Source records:
----------------

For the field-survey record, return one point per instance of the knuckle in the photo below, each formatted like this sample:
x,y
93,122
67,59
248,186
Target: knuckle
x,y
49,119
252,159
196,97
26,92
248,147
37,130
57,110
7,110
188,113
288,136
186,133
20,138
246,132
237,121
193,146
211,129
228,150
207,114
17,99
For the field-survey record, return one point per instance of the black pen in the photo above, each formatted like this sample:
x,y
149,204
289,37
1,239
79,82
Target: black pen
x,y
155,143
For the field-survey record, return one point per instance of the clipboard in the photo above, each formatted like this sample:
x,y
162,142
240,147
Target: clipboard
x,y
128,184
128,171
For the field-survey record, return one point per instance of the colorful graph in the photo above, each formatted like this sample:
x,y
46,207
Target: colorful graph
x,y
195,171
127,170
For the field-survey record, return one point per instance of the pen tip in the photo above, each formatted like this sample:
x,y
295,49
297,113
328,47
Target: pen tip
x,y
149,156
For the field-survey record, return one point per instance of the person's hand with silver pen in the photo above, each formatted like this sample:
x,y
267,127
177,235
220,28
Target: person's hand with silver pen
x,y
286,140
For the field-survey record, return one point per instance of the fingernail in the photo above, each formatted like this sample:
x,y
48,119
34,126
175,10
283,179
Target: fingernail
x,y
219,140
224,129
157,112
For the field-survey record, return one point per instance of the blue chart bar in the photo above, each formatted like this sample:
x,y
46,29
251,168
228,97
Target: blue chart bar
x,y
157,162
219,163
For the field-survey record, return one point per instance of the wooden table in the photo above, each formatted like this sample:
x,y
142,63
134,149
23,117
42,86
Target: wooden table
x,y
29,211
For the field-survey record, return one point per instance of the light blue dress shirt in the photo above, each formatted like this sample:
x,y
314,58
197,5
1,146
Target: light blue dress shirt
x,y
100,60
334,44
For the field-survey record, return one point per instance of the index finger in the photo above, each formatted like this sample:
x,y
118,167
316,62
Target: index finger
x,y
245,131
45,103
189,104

----------------

Instructions for the task ▸ What you output should match every line above exactly.

Result for this exercise ▸
For the field-survey record, return one point per instance of the knuckle in the photo below, each formatted like this sample:
x,y
93,122
67,59
248,186
Target: knuckle
x,y
49,119
252,159
196,97
26,92
248,147
37,130
57,110
7,110
188,113
288,136
186,133
20,138
246,132
237,121
193,146
211,129
228,150
207,114
17,99
For the field-survey record, return one point per instance of the black pen in the photo above, each formatted like this sample:
x,y
149,204
289,37
1,239
79,82
Target: black pen
x,y
155,143
For the field-survey record, return one point per instance of the clipboard in the photo above, each formatted like this sample:
x,y
162,142
240,147
Target: clipboard
x,y
128,184
128,171
For the field-survey record, return one point per instance of the colorful graph in the photo above, each formatted like this sample:
x,y
46,207
Target: colorful graph
x,y
195,171
127,170
For the field-survey record, return one point per instance of the pen tip in the photo above, each formatted like this sample:
x,y
295,49
297,113
328,47
Target: pen tip
x,y
149,156
For the field-survey record, return one point per instance of the person's hand with silver pen in the photo above, each formatted like this sample:
x,y
267,127
177,235
220,28
Target: person's hand with silver pen
x,y
286,140
For the field-survey record, return one point per instance of the fingernail in the photo above, each formatted like this sample:
x,y
48,119
34,126
175,10
283,179
Target: fingernail
x,y
219,140
224,129
157,112
For the field-survey record, return one point per instance of the blue chart bar in the photo above, each formatted like this sample:
x,y
46,29
251,168
228,97
Target: blue chart bar
x,y
157,162
219,163
For the field-survey record, return one point per instance of the wooden table in the photo above, each formatted like this sample:
x,y
142,63
134,149
23,117
42,86
Target: wooden table
x,y
29,211
For the field-survey record, return one point per instance of the light blue dress shirt in the photo above, each formatted like this sample:
x,y
314,58
197,5
1,146
Target: light blue dress shirt
x,y
100,60
334,44
For the field-survey record, return one point per instance of the index finger in the photo above, each formatted like this sample:
x,y
118,167
316,62
Target: index finger
x,y
245,131
45,103
189,104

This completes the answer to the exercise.